Write out, word for word, the lines below, beginning with the line that contains "Exercise. Point out the low" and continuing down to the line that contains "(1015, 696)". Include both of those lines and nothing outside them.

>> Start Records shown

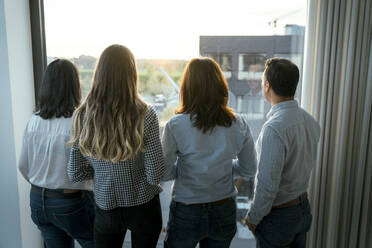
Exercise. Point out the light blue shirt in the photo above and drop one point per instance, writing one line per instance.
(286, 151)
(203, 164)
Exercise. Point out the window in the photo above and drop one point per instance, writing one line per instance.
(164, 35)
(224, 60)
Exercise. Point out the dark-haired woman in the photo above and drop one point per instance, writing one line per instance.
(62, 210)
(205, 144)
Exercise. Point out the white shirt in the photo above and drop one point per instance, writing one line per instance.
(45, 155)
(286, 152)
(203, 164)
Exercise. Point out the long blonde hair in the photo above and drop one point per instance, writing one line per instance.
(109, 123)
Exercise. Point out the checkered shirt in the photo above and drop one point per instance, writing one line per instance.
(126, 183)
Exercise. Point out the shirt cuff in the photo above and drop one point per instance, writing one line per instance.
(254, 218)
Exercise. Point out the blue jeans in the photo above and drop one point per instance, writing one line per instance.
(208, 225)
(285, 227)
(144, 221)
(63, 220)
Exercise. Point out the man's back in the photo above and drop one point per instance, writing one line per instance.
(299, 133)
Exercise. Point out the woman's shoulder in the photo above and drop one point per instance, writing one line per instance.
(240, 123)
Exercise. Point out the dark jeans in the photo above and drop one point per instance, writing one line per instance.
(144, 222)
(63, 220)
(285, 227)
(208, 225)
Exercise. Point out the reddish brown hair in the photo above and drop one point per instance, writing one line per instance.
(204, 94)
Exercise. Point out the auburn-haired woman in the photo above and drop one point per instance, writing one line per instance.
(59, 208)
(205, 144)
(116, 142)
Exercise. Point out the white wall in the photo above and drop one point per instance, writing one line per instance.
(18, 108)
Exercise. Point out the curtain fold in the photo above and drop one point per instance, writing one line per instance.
(337, 90)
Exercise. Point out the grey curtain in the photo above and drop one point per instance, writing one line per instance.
(337, 90)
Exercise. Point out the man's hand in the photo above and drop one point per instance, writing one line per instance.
(251, 227)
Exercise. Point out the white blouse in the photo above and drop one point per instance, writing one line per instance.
(45, 155)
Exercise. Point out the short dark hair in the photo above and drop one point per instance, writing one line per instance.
(283, 76)
(59, 93)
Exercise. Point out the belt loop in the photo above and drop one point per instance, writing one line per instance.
(43, 201)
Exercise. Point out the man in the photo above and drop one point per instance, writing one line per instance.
(280, 213)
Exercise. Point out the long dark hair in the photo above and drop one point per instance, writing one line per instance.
(109, 124)
(204, 94)
(59, 93)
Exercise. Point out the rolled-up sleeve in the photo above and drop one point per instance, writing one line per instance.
(246, 164)
(78, 167)
(153, 156)
(271, 157)
(23, 159)
(170, 153)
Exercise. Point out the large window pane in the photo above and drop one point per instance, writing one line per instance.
(164, 35)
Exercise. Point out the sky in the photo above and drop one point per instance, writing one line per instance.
(167, 29)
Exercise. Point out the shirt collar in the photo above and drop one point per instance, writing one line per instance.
(282, 105)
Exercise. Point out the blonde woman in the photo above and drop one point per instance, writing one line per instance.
(116, 142)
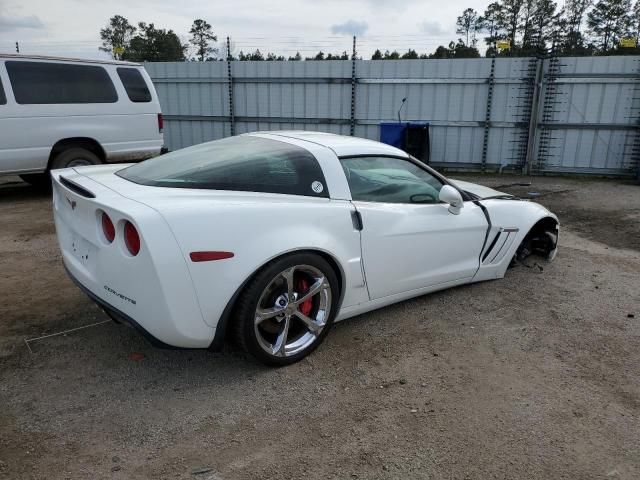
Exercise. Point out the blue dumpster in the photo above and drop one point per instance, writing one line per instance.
(412, 137)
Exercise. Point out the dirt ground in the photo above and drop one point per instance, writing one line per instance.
(533, 376)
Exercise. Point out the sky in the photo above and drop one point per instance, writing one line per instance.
(71, 27)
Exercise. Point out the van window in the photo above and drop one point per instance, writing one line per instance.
(134, 84)
(46, 83)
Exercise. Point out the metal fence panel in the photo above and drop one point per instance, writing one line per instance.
(586, 118)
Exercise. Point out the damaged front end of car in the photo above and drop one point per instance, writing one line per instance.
(541, 241)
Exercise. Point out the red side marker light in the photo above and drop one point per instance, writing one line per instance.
(107, 228)
(209, 256)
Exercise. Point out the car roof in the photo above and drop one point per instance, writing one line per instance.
(20, 56)
(341, 145)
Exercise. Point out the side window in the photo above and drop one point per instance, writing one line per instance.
(390, 180)
(134, 84)
(3, 98)
(47, 83)
(242, 163)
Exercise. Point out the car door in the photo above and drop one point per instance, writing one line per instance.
(409, 238)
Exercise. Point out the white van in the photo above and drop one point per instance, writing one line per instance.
(59, 112)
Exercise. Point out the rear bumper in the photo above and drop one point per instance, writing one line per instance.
(151, 291)
(120, 317)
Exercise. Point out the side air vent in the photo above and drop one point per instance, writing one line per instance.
(74, 187)
(491, 245)
(499, 246)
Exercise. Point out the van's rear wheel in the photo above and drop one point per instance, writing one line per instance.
(74, 157)
(287, 309)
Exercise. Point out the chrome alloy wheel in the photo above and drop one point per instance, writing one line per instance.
(292, 310)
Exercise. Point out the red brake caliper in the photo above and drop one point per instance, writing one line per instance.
(307, 305)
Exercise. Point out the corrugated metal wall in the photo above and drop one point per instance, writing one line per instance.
(480, 110)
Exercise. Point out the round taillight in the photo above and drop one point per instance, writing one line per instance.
(131, 238)
(107, 228)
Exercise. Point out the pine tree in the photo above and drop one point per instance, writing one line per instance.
(609, 20)
(117, 36)
(468, 24)
(492, 23)
(201, 36)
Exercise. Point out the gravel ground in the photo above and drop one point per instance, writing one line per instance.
(533, 376)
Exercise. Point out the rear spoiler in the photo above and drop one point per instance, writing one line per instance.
(74, 187)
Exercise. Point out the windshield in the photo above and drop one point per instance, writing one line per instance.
(244, 163)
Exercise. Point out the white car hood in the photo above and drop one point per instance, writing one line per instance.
(479, 190)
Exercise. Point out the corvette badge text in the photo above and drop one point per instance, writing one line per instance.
(111, 290)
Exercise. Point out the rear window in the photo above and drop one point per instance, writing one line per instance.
(134, 84)
(245, 163)
(46, 83)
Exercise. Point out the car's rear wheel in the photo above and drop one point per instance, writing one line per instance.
(287, 309)
(74, 157)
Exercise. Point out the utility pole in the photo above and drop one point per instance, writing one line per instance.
(352, 121)
(232, 119)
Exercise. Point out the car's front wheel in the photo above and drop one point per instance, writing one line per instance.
(286, 310)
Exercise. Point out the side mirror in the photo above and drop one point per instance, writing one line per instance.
(450, 195)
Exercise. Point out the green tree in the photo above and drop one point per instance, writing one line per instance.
(441, 52)
(608, 21)
(201, 37)
(154, 45)
(116, 36)
(492, 22)
(410, 55)
(574, 12)
(542, 26)
(468, 24)
(511, 19)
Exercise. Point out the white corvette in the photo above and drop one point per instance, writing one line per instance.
(271, 237)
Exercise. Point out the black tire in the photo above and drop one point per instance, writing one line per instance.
(246, 332)
(74, 157)
(41, 181)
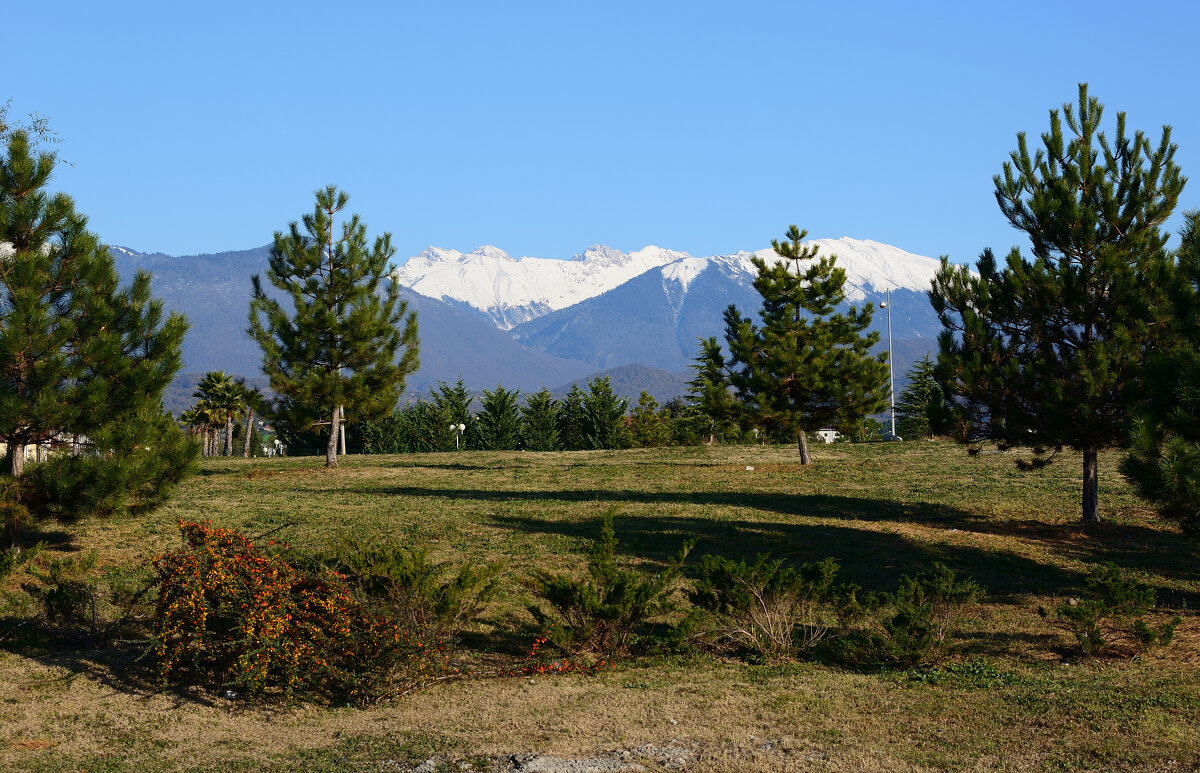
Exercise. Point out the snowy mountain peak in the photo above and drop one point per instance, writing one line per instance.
(510, 291)
(599, 253)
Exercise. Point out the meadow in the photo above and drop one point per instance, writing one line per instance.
(1015, 693)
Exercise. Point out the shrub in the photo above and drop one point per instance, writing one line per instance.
(1117, 612)
(766, 607)
(409, 588)
(601, 615)
(232, 616)
(917, 617)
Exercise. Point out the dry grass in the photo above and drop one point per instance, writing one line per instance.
(882, 510)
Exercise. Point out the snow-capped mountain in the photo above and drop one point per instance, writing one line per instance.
(510, 292)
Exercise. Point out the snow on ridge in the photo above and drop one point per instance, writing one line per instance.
(511, 289)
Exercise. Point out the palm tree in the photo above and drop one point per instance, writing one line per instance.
(226, 396)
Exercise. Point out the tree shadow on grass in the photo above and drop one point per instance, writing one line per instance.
(871, 557)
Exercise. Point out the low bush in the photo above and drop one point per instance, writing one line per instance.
(603, 615)
(233, 616)
(1117, 612)
(767, 609)
(407, 587)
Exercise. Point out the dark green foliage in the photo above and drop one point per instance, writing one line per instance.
(603, 613)
(83, 361)
(921, 403)
(715, 407)
(604, 417)
(766, 607)
(451, 407)
(1117, 610)
(539, 423)
(571, 421)
(342, 346)
(1164, 454)
(647, 426)
(918, 616)
(805, 366)
(1048, 352)
(407, 587)
(498, 423)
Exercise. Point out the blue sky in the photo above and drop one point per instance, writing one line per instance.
(545, 127)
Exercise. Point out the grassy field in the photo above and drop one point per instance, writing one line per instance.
(1026, 700)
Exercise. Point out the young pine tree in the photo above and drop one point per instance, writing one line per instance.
(539, 423)
(604, 415)
(571, 420)
(805, 366)
(499, 420)
(83, 361)
(345, 345)
(1048, 352)
(919, 405)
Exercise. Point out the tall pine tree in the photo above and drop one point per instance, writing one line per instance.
(1164, 455)
(343, 346)
(83, 361)
(807, 365)
(1048, 352)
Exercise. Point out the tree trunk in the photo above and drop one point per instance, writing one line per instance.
(250, 423)
(17, 459)
(334, 425)
(805, 456)
(1091, 486)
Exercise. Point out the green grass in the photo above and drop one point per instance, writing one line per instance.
(1015, 696)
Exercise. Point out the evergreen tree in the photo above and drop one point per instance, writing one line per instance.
(604, 415)
(919, 405)
(709, 391)
(805, 366)
(340, 347)
(1164, 455)
(1048, 352)
(499, 420)
(571, 420)
(83, 361)
(451, 407)
(539, 423)
(647, 426)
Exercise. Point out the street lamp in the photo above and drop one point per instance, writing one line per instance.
(892, 376)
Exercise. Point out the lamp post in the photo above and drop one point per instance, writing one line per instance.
(892, 376)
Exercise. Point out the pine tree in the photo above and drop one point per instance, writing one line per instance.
(1164, 454)
(499, 420)
(571, 420)
(450, 408)
(718, 409)
(539, 423)
(647, 426)
(805, 366)
(83, 361)
(921, 402)
(340, 346)
(604, 415)
(1048, 352)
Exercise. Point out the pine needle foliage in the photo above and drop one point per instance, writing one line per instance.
(1048, 351)
(343, 343)
(807, 365)
(83, 361)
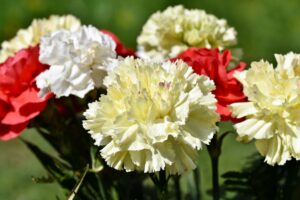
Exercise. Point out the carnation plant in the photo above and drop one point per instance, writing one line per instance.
(129, 124)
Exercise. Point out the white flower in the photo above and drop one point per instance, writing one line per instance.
(154, 117)
(168, 33)
(78, 61)
(272, 113)
(31, 36)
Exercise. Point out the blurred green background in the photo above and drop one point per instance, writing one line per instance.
(264, 28)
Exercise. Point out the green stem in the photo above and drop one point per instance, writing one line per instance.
(215, 177)
(214, 150)
(161, 184)
(197, 183)
(177, 187)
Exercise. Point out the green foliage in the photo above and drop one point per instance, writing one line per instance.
(259, 180)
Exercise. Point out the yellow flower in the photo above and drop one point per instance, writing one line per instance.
(154, 117)
(272, 113)
(168, 33)
(31, 36)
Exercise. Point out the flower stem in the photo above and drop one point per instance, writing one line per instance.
(214, 150)
(215, 177)
(196, 174)
(177, 187)
(161, 184)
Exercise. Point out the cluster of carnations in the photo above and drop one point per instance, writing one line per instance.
(164, 101)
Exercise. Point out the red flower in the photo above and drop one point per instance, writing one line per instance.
(19, 101)
(214, 64)
(120, 49)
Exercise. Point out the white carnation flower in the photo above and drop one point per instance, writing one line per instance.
(78, 61)
(154, 117)
(31, 36)
(168, 33)
(272, 113)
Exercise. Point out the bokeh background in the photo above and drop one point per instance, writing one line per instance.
(264, 28)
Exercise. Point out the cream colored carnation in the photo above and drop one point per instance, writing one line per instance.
(78, 61)
(168, 33)
(272, 113)
(154, 117)
(31, 36)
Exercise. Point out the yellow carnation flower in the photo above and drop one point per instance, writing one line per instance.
(272, 113)
(168, 33)
(154, 117)
(31, 36)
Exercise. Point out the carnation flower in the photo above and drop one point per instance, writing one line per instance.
(272, 113)
(19, 101)
(78, 61)
(31, 36)
(215, 66)
(154, 117)
(168, 33)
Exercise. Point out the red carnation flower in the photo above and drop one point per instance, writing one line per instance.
(120, 49)
(214, 64)
(19, 101)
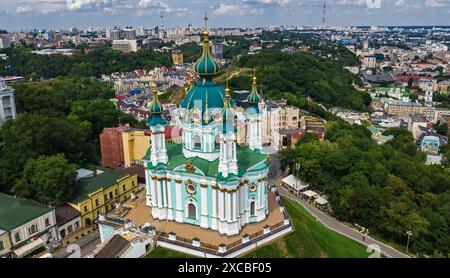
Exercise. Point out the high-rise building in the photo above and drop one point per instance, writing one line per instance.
(140, 31)
(7, 103)
(129, 33)
(125, 46)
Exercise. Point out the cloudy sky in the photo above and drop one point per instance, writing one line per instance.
(27, 14)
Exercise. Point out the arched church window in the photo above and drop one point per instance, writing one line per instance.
(252, 208)
(217, 142)
(192, 211)
(197, 142)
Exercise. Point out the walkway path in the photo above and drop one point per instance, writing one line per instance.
(339, 227)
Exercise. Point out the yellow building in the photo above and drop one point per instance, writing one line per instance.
(177, 57)
(99, 192)
(135, 145)
(5, 244)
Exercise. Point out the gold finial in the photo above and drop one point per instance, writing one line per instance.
(191, 81)
(206, 20)
(206, 33)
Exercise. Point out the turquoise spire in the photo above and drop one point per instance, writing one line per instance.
(227, 114)
(205, 95)
(206, 66)
(155, 109)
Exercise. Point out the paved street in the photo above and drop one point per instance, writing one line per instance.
(337, 226)
(86, 244)
(275, 176)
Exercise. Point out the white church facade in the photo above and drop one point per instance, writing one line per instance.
(208, 180)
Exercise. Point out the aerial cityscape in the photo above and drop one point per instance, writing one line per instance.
(299, 129)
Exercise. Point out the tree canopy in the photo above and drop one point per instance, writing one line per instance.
(386, 188)
(89, 63)
(303, 75)
(47, 179)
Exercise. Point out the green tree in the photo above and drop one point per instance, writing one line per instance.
(48, 179)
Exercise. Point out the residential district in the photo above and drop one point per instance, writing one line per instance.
(197, 179)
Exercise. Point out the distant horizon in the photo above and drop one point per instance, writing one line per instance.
(236, 27)
(64, 14)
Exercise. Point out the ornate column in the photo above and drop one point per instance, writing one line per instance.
(169, 199)
(214, 208)
(179, 202)
(204, 210)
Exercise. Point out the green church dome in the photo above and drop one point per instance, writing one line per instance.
(155, 109)
(254, 98)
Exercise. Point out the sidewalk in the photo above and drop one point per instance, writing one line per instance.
(339, 227)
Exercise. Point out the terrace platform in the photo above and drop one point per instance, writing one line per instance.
(206, 242)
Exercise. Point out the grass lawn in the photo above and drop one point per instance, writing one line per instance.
(310, 239)
(160, 252)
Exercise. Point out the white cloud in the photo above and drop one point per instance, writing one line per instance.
(234, 9)
(152, 4)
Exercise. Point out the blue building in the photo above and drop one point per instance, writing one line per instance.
(208, 180)
(430, 144)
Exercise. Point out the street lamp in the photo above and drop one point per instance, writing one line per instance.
(409, 233)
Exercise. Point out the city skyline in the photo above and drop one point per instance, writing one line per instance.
(29, 14)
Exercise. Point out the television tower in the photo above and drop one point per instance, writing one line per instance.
(324, 11)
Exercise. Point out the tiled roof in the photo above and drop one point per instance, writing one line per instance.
(113, 248)
(65, 214)
(87, 186)
(246, 159)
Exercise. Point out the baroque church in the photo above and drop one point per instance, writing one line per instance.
(208, 180)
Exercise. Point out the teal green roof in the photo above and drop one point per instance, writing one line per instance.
(246, 159)
(155, 119)
(205, 96)
(86, 186)
(15, 211)
(155, 110)
(155, 106)
(206, 65)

>> End Records shown

• [Task result]
Exercise. Point out the low bush in the photo above and drop one point per instance, writing one line per instance.
(603, 615)
(233, 616)
(1117, 612)
(767, 609)
(407, 587)
Exercise. Point out the dark green foliage in the photo above and drop one point per instance, writing one line per instance.
(603, 613)
(83, 361)
(921, 403)
(715, 407)
(604, 417)
(766, 607)
(451, 407)
(1117, 610)
(539, 423)
(571, 421)
(342, 346)
(1164, 454)
(647, 426)
(918, 616)
(805, 366)
(1048, 352)
(407, 587)
(498, 423)
Exercise. Point out the blue sky in the photo above and drop one point per instance, writing one line per instance.
(545, 127)
Exercise. Point out the grassy field in the photo above and drop one point per instance, writing one line per instance.
(1026, 700)
Exercise. Point out the young pine tree in the photo above and drop one point per instance, writing one line per instance.
(539, 423)
(604, 415)
(571, 420)
(805, 366)
(499, 420)
(83, 361)
(345, 345)
(1048, 352)
(919, 405)
Exercise. Point out the tall pine tree in the photo above and drop one point per instance, writing one line per instance.
(1164, 455)
(343, 346)
(83, 361)
(807, 365)
(1048, 352)
Exercise. Point out the tree trunk in the photo above and drop one point per instance, writing one line per instance.
(250, 423)
(17, 459)
(334, 425)
(805, 456)
(1091, 486)
Exercise. Point out the green grass in the photo above and drop one point per instance, writing one line per instance.
(1015, 696)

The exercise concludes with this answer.